START Supplied data
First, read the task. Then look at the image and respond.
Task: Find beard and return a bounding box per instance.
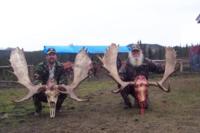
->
[128,51,144,67]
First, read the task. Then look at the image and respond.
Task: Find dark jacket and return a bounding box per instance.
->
[121,58,164,82]
[34,61,67,85]
[118,58,164,108]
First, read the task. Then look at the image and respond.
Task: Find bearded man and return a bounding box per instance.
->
[118,43,164,109]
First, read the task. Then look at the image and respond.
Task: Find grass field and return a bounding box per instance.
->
[0,74,200,133]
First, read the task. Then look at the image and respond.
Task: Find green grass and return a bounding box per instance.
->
[0,79,114,110]
[1,74,200,133]
[0,89,32,113]
[0,78,116,126]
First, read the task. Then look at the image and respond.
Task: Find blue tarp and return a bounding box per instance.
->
[44,45,130,54]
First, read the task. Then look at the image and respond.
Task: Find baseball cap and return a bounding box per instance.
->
[47,48,56,54]
[127,44,141,51]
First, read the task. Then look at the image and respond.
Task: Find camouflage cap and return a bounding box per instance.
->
[127,43,141,51]
[47,48,56,54]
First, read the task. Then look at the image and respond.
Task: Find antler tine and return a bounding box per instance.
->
[99,43,132,90]
[10,47,42,102]
[149,47,176,92]
[160,47,176,84]
[59,48,92,101]
[14,89,38,102]
[148,81,170,92]
[97,55,103,63]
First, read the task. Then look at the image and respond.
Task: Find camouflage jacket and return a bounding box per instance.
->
[34,61,67,85]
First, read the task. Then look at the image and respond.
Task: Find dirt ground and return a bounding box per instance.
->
[1,74,200,133]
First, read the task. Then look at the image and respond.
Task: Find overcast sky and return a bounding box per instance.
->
[0,0,199,51]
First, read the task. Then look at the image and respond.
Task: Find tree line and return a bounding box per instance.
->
[0,44,191,66]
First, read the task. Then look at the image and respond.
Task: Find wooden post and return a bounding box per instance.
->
[179,61,183,72]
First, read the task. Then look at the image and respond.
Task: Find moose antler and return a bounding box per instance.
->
[149,47,176,92]
[98,43,134,90]
[9,48,44,102]
[59,48,92,101]
[98,43,176,92]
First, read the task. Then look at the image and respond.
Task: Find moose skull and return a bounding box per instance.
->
[99,43,176,115]
[10,47,92,118]
[134,75,148,115]
[44,79,60,118]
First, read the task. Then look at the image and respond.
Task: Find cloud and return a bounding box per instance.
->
[0,0,199,51]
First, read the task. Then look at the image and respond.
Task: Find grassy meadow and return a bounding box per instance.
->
[0,74,200,133]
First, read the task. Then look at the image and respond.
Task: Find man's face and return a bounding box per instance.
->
[128,49,144,67]
[131,49,140,57]
[46,53,57,64]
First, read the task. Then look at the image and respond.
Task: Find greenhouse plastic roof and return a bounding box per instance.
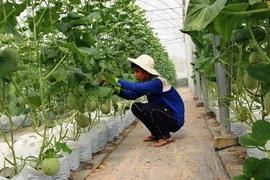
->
[136,0,185,56]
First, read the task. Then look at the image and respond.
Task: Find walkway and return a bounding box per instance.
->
[70,87,246,180]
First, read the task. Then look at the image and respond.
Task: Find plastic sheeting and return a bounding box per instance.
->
[52,156,70,180]
[0,115,32,132]
[0,109,137,179]
[65,140,80,170]
[96,121,108,150]
[79,131,92,162]
[27,165,52,180]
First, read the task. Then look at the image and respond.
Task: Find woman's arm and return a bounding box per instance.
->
[118,89,145,100]
[118,78,163,94]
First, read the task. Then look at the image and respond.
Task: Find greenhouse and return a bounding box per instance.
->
[0,0,270,179]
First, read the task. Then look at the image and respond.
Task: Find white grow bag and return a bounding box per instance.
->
[0,109,137,180]
[52,155,70,180]
[78,131,92,162]
[65,140,80,171]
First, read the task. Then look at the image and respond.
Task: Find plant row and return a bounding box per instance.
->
[0,0,177,178]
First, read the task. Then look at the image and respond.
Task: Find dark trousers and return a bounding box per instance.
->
[131,102,181,139]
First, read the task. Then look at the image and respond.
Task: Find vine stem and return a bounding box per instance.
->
[43,54,68,80]
[1,79,18,175]
[221,8,270,16]
[31,0,48,168]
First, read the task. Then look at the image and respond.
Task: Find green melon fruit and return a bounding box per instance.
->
[1,47,20,69]
[41,158,60,176]
[18,96,26,106]
[67,94,77,109]
[264,91,270,115]
[249,52,259,64]
[76,115,89,128]
[231,83,243,95]
[86,100,97,112]
[7,84,16,97]
[243,74,258,90]
[100,104,110,115]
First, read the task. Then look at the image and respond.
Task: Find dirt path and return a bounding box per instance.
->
[82,87,235,180]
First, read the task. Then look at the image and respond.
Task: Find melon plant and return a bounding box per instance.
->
[1,47,20,69]
[41,158,60,176]
[264,91,270,115]
[243,73,258,90]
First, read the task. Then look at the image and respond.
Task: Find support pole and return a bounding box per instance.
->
[200,72,210,111]
[195,71,202,101]
[213,35,231,135]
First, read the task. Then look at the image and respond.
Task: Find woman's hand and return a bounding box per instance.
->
[98,79,106,86]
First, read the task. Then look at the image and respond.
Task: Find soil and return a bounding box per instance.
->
[70,87,246,180]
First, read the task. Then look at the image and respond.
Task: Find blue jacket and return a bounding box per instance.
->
[117,77,185,127]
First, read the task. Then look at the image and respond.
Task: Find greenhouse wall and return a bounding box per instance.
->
[184,34,196,93]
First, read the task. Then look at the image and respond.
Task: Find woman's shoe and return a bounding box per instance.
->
[154,137,174,147]
[143,135,158,142]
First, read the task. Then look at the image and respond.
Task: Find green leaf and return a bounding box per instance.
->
[242,157,270,179]
[231,28,250,42]
[45,82,63,96]
[90,12,101,20]
[82,33,96,46]
[78,47,99,58]
[6,24,24,42]
[57,41,85,60]
[84,83,112,97]
[68,0,81,4]
[181,0,227,33]
[214,4,248,43]
[14,2,26,16]
[239,133,261,148]
[55,142,72,154]
[249,2,270,20]
[72,19,88,26]
[43,148,56,159]
[66,67,86,88]
[68,12,81,19]
[239,120,270,148]
[9,102,23,116]
[55,22,71,33]
[247,64,270,83]
[67,72,79,88]
[193,57,213,70]
[27,94,42,108]
[231,26,265,43]
[0,57,15,78]
[70,66,87,82]
[52,65,67,82]
[100,72,117,86]
[249,0,260,5]
[92,60,102,75]
[232,175,249,180]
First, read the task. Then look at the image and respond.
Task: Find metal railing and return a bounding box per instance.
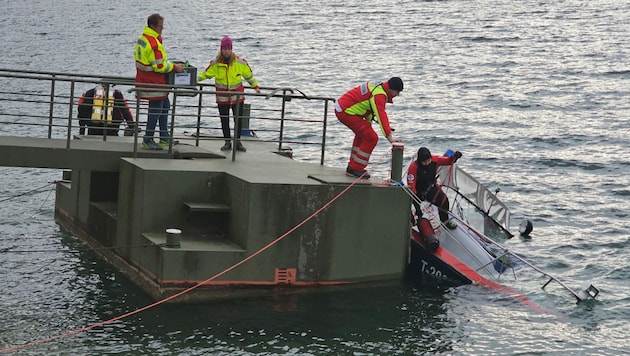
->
[0,68,335,164]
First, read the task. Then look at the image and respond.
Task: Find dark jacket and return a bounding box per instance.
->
[406,155,455,196]
[77,86,135,136]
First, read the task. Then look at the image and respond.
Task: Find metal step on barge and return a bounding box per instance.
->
[0,69,411,302]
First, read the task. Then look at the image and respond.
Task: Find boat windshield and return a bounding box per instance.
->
[438,165,513,239]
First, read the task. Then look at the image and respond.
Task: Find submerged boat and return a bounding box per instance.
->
[405,159,600,306]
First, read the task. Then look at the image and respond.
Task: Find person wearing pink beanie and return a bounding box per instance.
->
[198,36,261,152]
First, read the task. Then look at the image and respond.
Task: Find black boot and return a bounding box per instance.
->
[221,141,232,151]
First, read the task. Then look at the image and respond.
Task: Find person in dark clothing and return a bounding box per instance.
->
[406,147,462,229]
[77,84,137,136]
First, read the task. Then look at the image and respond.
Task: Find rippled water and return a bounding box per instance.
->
[1,0,629,354]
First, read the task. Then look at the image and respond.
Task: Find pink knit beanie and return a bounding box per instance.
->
[221,36,233,50]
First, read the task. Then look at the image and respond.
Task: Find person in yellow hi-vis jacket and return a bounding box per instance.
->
[197,36,260,152]
[134,13,183,150]
[335,77,404,179]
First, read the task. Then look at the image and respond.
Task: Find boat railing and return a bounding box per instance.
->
[0,68,335,164]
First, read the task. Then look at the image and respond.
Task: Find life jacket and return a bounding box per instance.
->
[91,86,114,123]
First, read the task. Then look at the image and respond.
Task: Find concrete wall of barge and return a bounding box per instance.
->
[51,153,412,302]
[109,157,410,287]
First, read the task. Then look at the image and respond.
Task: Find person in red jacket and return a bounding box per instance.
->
[407,147,462,229]
[134,13,184,150]
[335,77,404,179]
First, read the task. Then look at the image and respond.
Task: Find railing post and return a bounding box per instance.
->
[321,99,330,165]
[102,83,110,141]
[133,96,140,158]
[66,81,75,149]
[48,75,56,139]
[167,91,179,155]
[278,90,288,152]
[231,93,243,161]
[195,87,203,147]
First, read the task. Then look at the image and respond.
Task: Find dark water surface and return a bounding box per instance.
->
[1,0,629,354]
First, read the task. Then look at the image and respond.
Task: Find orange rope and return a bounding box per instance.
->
[1,173,368,353]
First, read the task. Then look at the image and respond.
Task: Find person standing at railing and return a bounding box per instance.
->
[197,36,261,152]
[334,77,404,179]
[134,13,184,150]
[77,84,138,136]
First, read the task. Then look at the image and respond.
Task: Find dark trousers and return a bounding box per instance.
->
[218,102,244,140]
[79,119,121,136]
[144,97,170,143]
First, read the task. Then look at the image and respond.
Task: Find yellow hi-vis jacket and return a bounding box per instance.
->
[197,55,259,105]
[335,82,394,137]
[134,26,174,100]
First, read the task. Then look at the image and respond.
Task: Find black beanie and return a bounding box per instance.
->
[417,147,431,161]
[388,77,403,91]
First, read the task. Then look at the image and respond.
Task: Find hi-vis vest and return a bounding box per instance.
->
[91,86,114,123]
[335,82,391,137]
[197,56,259,104]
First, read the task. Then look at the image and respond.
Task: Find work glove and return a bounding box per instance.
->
[453,151,463,161]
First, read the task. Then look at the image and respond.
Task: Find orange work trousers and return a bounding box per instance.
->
[336,111,378,171]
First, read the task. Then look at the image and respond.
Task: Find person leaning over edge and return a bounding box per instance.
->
[134,13,184,151]
[406,147,463,229]
[197,36,261,152]
[77,83,137,136]
[334,77,404,179]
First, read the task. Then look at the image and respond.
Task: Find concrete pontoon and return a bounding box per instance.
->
[0,69,411,302]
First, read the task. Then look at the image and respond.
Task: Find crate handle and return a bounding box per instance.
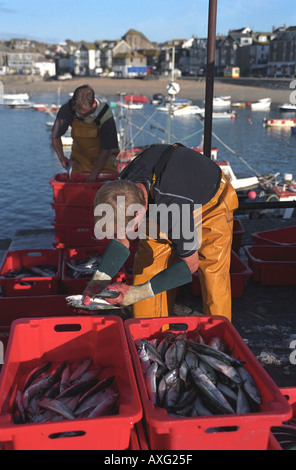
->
[14,282,37,289]
[48,430,86,440]
[54,324,82,332]
[161,323,190,332]
[205,425,240,434]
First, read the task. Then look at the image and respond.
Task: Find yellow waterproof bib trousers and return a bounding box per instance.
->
[132,174,238,321]
[71,119,118,174]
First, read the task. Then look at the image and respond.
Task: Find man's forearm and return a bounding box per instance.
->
[52,137,67,167]
[88,149,111,179]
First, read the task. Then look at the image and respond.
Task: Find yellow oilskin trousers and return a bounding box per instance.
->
[71,119,118,174]
[132,175,238,321]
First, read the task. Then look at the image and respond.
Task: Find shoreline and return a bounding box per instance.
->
[1,75,293,105]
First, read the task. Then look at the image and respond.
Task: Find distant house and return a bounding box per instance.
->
[249,32,276,77]
[96,40,117,74]
[268,26,296,77]
[216,27,253,76]
[74,42,97,76]
[122,29,155,51]
[113,50,148,78]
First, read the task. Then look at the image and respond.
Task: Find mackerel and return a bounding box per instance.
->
[237,367,262,405]
[22,362,52,393]
[38,398,76,420]
[88,392,119,418]
[188,342,244,367]
[196,354,242,384]
[190,367,235,415]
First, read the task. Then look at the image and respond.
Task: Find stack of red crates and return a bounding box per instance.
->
[244,225,296,285]
[50,172,118,248]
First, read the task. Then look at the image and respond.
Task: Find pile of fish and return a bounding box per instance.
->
[135,330,262,417]
[272,418,296,450]
[3,265,57,279]
[11,357,119,424]
[65,255,102,279]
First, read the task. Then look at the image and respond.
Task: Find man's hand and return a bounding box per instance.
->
[82,279,110,305]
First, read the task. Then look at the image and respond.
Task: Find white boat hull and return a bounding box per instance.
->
[250,98,271,110]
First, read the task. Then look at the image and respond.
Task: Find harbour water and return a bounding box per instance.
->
[0,91,295,240]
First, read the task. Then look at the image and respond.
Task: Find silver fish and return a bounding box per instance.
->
[196,354,242,384]
[88,392,119,418]
[145,363,158,405]
[190,367,235,415]
[38,398,76,420]
[165,342,177,371]
[69,357,92,383]
[66,295,120,311]
[236,386,251,414]
[238,367,262,405]
[22,361,52,393]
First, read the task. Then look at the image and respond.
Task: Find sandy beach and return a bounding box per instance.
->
[1,75,293,105]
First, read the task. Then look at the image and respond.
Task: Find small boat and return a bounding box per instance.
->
[151,93,166,105]
[217,160,259,190]
[278,103,296,112]
[5,99,32,109]
[172,105,205,116]
[292,126,296,135]
[248,98,271,110]
[123,94,149,103]
[3,93,30,101]
[199,110,237,120]
[213,96,231,108]
[232,102,246,108]
[32,104,61,113]
[263,117,296,128]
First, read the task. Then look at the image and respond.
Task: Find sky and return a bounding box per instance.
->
[0,0,296,44]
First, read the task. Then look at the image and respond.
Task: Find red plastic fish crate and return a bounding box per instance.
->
[269,388,296,450]
[0,316,142,450]
[49,172,118,205]
[61,245,126,294]
[251,225,296,246]
[124,316,292,450]
[0,249,62,297]
[52,220,113,248]
[51,201,94,225]
[191,250,253,298]
[244,245,296,285]
[232,218,245,251]
[0,295,83,327]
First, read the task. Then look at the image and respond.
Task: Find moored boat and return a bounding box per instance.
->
[213,96,231,108]
[171,104,205,116]
[248,98,271,110]
[263,117,296,128]
[32,104,61,113]
[5,99,32,109]
[199,110,237,120]
[3,93,30,101]
[123,94,149,103]
[278,103,296,112]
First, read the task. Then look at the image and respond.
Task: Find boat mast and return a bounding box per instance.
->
[204,0,217,159]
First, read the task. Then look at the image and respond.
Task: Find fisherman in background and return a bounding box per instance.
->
[82,143,239,321]
[52,85,119,183]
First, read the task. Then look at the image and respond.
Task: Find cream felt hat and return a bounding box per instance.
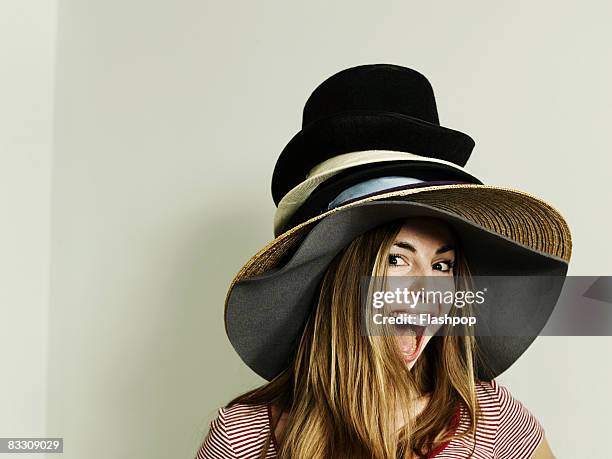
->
[273,149,482,236]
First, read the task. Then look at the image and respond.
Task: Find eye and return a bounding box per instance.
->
[388,253,408,267]
[432,260,455,272]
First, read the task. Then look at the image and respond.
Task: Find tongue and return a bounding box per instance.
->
[398,330,417,354]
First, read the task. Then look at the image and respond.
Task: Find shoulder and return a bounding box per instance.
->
[474,379,545,459]
[195,403,272,459]
[474,378,499,404]
[218,402,271,427]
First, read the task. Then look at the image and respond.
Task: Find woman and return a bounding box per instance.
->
[195,64,570,458]
[196,217,555,458]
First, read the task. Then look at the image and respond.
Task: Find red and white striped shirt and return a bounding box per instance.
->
[195,379,544,458]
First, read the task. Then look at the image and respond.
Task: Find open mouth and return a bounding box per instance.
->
[393,322,427,362]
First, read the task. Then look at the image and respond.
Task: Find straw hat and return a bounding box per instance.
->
[224,64,572,381]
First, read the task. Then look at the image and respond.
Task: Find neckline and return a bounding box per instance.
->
[266,402,461,457]
[426,406,461,457]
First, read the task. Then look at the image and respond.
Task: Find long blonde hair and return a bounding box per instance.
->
[228,218,486,458]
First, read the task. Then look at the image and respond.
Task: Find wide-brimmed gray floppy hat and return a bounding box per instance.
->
[223,64,573,382]
[225,183,572,381]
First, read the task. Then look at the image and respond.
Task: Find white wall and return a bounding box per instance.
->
[0,1,56,458]
[1,1,610,458]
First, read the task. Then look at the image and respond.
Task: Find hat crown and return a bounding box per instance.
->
[302,64,440,127]
[271,63,475,208]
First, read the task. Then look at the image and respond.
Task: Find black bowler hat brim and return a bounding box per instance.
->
[271,110,476,205]
[225,185,572,381]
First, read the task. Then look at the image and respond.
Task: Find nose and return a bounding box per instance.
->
[405,259,453,294]
[392,266,454,317]
[405,264,433,291]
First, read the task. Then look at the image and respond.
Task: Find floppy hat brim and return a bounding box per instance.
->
[274,149,483,236]
[225,184,572,381]
[271,110,476,205]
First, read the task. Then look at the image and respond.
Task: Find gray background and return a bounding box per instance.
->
[1,1,611,458]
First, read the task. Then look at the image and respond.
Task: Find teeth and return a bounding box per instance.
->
[390,311,417,319]
[390,312,419,331]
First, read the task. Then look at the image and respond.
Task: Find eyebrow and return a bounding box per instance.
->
[393,241,455,254]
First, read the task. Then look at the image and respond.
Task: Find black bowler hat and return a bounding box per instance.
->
[271,64,476,207]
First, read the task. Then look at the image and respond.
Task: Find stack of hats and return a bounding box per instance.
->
[222,64,572,381]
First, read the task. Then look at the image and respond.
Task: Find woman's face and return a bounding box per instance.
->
[385,217,456,370]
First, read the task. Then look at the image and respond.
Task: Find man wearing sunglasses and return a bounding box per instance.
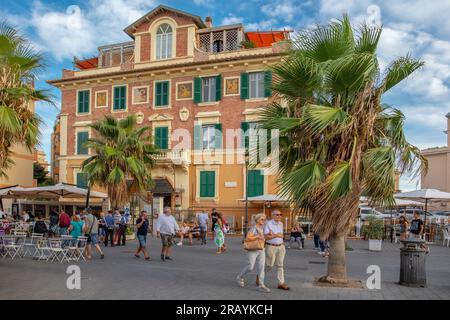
END Supplied data
Across the data, pull every line containing the string "trousers".

Task: Find dark trousers and return a bounding box per instance.
Task: Find dark trousers and return a bounding box per instance.
Task: Find orange work trousers and return a bounding box per instance.
Task: Find yellow waterproof bib trousers and return a bounding box per instance.
Task: Find yellow oilskin trousers and return a bounding box per instance.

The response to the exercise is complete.